PROBLEM DETAILS — Put every line of the material below into a numbered list, skipping blank lines and leaving out the picture.

RAW DATA —
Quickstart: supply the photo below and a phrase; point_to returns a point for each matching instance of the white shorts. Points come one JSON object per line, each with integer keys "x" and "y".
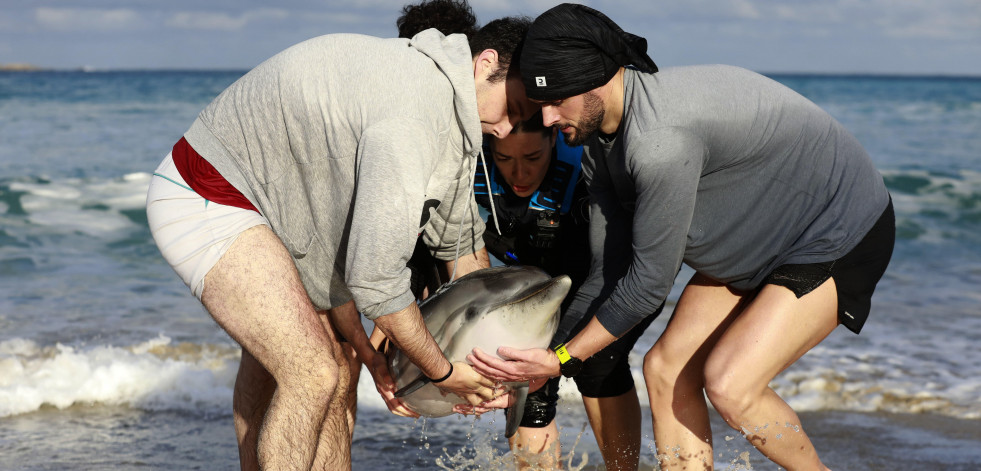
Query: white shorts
{"x": 192, "y": 232}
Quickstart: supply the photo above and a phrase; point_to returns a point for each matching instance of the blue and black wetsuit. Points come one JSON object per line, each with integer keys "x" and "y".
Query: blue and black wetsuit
{"x": 550, "y": 230}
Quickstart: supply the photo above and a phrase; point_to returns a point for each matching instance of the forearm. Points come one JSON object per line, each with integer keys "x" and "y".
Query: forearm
{"x": 593, "y": 338}
{"x": 347, "y": 321}
{"x": 470, "y": 262}
{"x": 408, "y": 332}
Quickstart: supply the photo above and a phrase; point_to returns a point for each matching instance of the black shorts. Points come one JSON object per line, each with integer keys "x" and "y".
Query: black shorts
{"x": 856, "y": 274}
{"x": 605, "y": 374}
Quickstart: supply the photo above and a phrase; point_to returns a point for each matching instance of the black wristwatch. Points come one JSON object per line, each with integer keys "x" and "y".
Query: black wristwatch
{"x": 568, "y": 364}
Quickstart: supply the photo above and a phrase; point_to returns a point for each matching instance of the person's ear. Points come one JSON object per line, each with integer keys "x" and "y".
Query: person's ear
{"x": 485, "y": 63}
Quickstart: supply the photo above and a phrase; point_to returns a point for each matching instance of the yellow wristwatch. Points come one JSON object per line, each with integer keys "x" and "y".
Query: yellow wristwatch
{"x": 568, "y": 364}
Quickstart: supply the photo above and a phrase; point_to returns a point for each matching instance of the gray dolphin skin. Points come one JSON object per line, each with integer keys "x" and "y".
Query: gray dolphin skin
{"x": 514, "y": 306}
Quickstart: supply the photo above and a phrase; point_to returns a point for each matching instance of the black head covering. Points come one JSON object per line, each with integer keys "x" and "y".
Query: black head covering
{"x": 572, "y": 49}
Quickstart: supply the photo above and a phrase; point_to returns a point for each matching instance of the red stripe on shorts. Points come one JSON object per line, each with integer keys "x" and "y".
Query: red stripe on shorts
{"x": 205, "y": 180}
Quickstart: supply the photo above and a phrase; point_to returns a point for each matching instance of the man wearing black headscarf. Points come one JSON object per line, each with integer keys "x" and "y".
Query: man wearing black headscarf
{"x": 776, "y": 207}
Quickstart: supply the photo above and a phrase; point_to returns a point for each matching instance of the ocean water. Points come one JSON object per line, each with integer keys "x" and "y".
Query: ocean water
{"x": 107, "y": 361}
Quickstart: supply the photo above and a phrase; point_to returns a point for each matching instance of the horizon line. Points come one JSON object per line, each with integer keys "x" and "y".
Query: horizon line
{"x": 29, "y": 68}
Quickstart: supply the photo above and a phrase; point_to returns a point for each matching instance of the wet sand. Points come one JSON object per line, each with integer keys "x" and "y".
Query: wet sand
{"x": 120, "y": 438}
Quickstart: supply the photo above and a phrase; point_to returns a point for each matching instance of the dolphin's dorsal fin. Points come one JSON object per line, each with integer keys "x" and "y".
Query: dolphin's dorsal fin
{"x": 516, "y": 409}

RESULT OF THIS EXERCISE —
1. Quickstart: supply the photo below and a phrase; point_to returns a point for each matching instance of the white shorts. Points come one JSON object per line, each with integer keys "x" and "y".
2. Query: white shorts
3. {"x": 192, "y": 232}
4. Quickstart: supply the photo above and a phrase; point_to returns a point for each matching instance of the blue and black wetsuit. Points come one JSON object per line, each with integer keys "x" and "y".
5. Query: blue and black wetsuit
6. {"x": 550, "y": 230}
7. Quickstart: supply the photo above and a phrase; point_to returns a point for each matching instance of the forearm. Points come one JSON object per line, each with integer keys "x" and "y".
8. Query: forearm
9. {"x": 593, "y": 338}
10. {"x": 347, "y": 321}
11. {"x": 470, "y": 262}
12. {"x": 408, "y": 332}
13. Quickstart: supply the photo above and a phrase; point_to returns a point for each matching instance of the black shorts. Points come one JSON object per line, each with integer keys "x" and "y".
14. Query: black shorts
15. {"x": 856, "y": 274}
16. {"x": 605, "y": 374}
17. Quickstart: supply the photo above and a phrase; point_to returns a point for each matching instance of the black wristwatch. Points come one JSON object per line, each with integer keys "x" and "y".
18. Query: black wristwatch
19. {"x": 568, "y": 364}
20. Quickstart: supply the photo above and a phrase; point_to returns a point for each matching instance of the person's ear. Points come one JSON object per line, each with integer keys "x" and "y".
21. Query: person's ear
22. {"x": 485, "y": 63}
23. Quickstart: supply the photo above and a phrase; point_to returns a point for each matching instance of the yellow wristwatch. Points come one JSON object per line, each with integer keys "x" and "y".
24. Query: yellow wristwatch
25. {"x": 568, "y": 364}
26. Quickstart: supply the photo above and a phrase; point_to returns a point for each matching instance of the gray dolphin skin. Points come one JSON object per line, each with integer keys "x" and "y".
27. Query: gray dolphin skin
28. {"x": 514, "y": 306}
29. Quickstart: supply the photo above and a phrase; point_to returns a point for each matching instance of the black head covering. Points come one JSON object per line, each with integer keys "x" and "y".
30. Query: black head covering
31. {"x": 572, "y": 49}
32. Quickstart: supply the photo above and a phrase; point_to returns a point for each matching instance of the red stripe on shorts. Points come one JSON object per line, each with integer keys "x" and "y".
33. Query: red stripe on shorts
34. {"x": 205, "y": 180}
35. Quickstart: supply the photo above and a phrase; point_to returns a point for each matching instance of the man wearing black headscarf. Points come one JSON object per line, each with integer keys "x" and "y".
36. Query: man wearing black headscarf
37. {"x": 776, "y": 207}
38. Quickstart: supply the photo above and a phrase; point_to returns a point for each matching instance of the ocean water. Points come one JSON object per line, each with integer keys "x" and "y".
39. Query: ocean water
40. {"x": 107, "y": 361}
41. Quickstart: supply the photo above and a phrase; point_to returns a point for each matching instance of the horizon line. Points come one JSON object per line, each with integer keys "x" and "y".
42. Query: horizon line
43. {"x": 29, "y": 68}
44. Quickstart: supply the photo above and a phrase; point_to returns a point for each matching instance of the wet sand. Points come one JSON object per line, each with integer keys "x" and "y".
45. Query: wet sand
46. {"x": 120, "y": 438}
47. Quickstart: supply the photo above and a phrase; point_to returns a point for each matching instance of the dolphin's dorsal fin. Points come one JSON object per line, each with integer keys "x" and "y".
48. Query: dolphin's dorsal fin
49. {"x": 516, "y": 409}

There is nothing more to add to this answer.